- _Excerpted passage_
Further, and significantly, Article 31(1) of the Refugee Convention exempts refugees from penalisation for irregular entry, thus explicitly recognising that most refugees have no choice but to travel irregularly. Treating the asylum claim of a refugee who enters irregularly as inadmissible constitutes a penalty.  

 

Besides being incompatible with international refugee law, the New Plan’s proposal on inadmissibility of certain asylum claims also goes against the aims and principles of Refugee Compact. The Compact states that ‘[m]echanisms for the fair and efficient determination of individual international protection claims provide an opportunity for States to duly determine the status of those on their territory in accordance with their applicable international and regional obligations […]’ (para 61; emphasis added). Thus, the Compact foresees RSD for anyone in a state’s territory, rather than limiting it to those arriving via legal routes. In addition, a requirement to seek protection in a first safe country puts a disproportionate responsibility on states in the global South, which already host the majority of the world’s refugees. The Refugee Compact explicitly calls for burden- and responsibility sharing and a policy of returning irregular arrivals to other countries is contrary to these principles.  

 

Limiting the rights of “inadmissible” refugees

 

In spite of being premised on the safe-third-country notion, the New Plan recognises that an “inadmissible” refugee may not, in fact, be removable to a third country and will be in need of protection. Such protection, however, according to the policy proposal, will only be temporary: ‘Temporary protection status will not include an automatic right to settle in the UK, family reunion rights will be restricted and there will be no recourse to public funds except in cases of destitution. People granted temporary protection status will be expected to leave the UK as soon as they are able to or as soon as they can be returned or removed.’  

 

If this proposal is realised, two refugees – one of whom has arrived irregularly and the other regularly – who meet the refugee definition based on the same facts will receive different types of protection based solely on their mode of travel. Not only is the temporary protection status foreseen in the New Plan not compatible with the rights accorded to refugees under the 1951 Convention, it is also incompatible with the principle of non-discrimination in the Convention, which includes a prohibition of discrimination between different groups of refugees. The Refugee Compact, too, calls on states to end ‘discrimination of any kind on the basis of race, colour, sex, language, religion, political or other opinion, national or social origin, property, birth, disability, age, or other status’ (para 9), such as immigration status.

- _Work instruction A_
Copy out the stretch from "Further, and significantly, Article" through "constitutes a penalty." in the passage on the New Plan's asylum proposals.
- _Work instruction B_
In the passage on the New Plan's asylum proposals, which article of the Refugee Convention shields refugees from penalties for entering irregularly?

- _Provided data_

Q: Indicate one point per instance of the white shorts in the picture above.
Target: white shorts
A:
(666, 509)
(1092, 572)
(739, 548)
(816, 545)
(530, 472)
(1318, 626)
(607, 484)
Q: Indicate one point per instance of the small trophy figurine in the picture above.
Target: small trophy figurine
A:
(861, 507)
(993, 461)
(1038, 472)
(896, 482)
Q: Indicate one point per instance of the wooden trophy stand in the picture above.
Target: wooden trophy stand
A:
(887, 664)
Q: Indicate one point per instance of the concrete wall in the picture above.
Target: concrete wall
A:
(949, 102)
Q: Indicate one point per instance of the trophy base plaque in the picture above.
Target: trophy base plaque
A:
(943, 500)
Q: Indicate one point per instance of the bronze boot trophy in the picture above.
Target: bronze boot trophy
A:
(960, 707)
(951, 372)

- _Answer area A_
Further, and significantly, Article 31(1) of the Refugee Convention exempts refugees from penalisation for irregular entry, thus explicitly recognising that most refugees have no choice but to travel irregularly. Treating the asylum claim of a refugee who enters irregularly as inadmissible constitutes a penalty.

- _Answer area B_
Article 31(1)